■ Exercise: From the line containing "Target: harbour wall" to the last line below, retype everything word for word.

Task input section start

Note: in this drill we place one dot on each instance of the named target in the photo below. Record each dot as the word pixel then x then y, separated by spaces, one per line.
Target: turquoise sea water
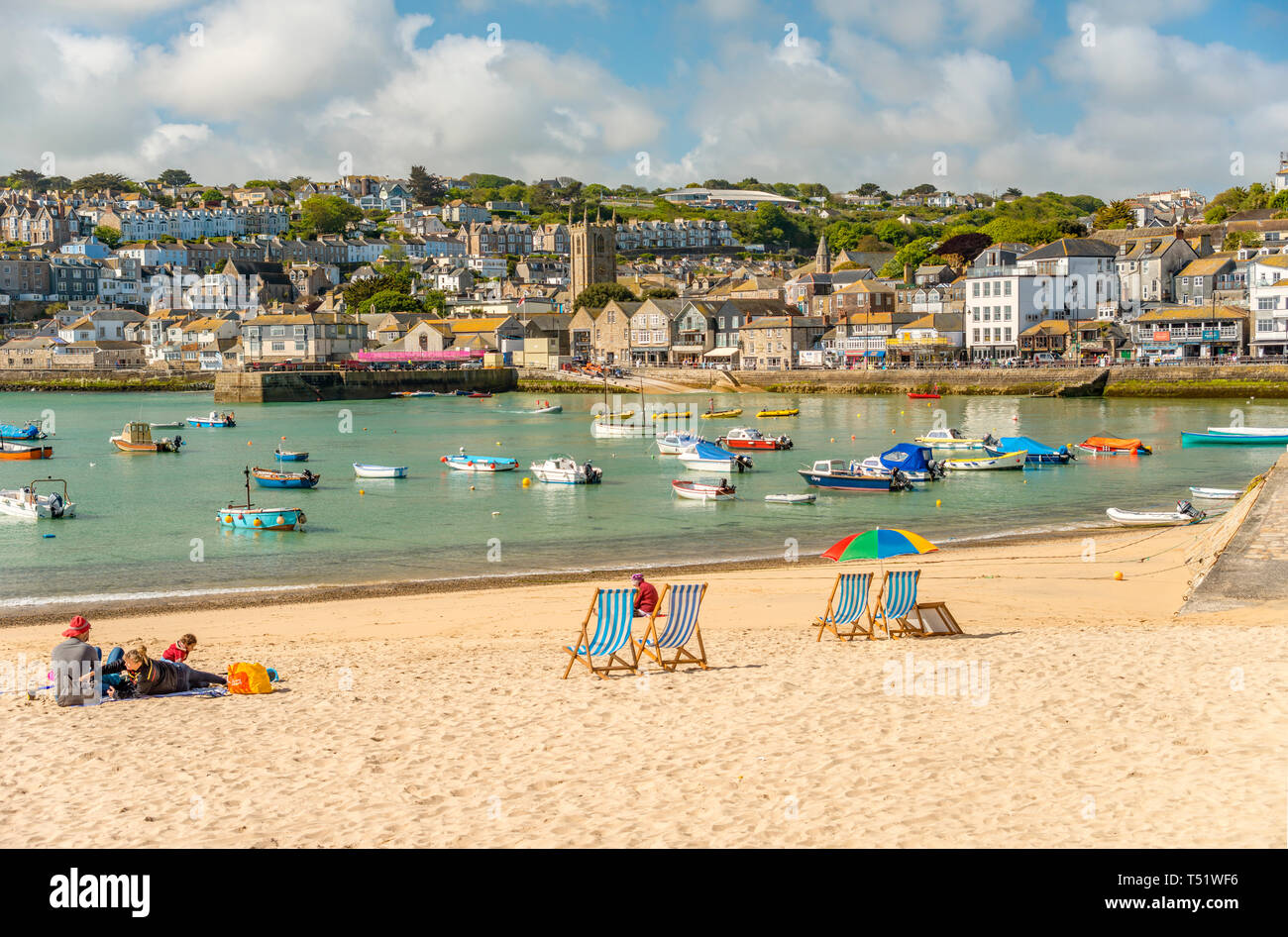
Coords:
pixel 146 524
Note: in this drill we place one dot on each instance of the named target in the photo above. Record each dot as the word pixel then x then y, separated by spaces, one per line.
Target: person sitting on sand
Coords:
pixel 77 677
pixel 645 596
pixel 159 677
pixel 179 650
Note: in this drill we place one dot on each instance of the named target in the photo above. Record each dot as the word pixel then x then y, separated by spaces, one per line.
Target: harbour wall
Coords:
pixel 259 386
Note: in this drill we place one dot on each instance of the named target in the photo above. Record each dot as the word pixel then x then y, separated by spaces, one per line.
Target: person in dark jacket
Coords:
pixel 159 677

Task input section end

■ Written solution:
Target: harbour wall
Coords:
pixel 259 386
Note: in this drill we place one dot on each instance of the named target in the photo above. Record each dot as the word pixel then x then y, separated by spaces, one per line.
Target: person in dark jacket
Coords:
pixel 159 677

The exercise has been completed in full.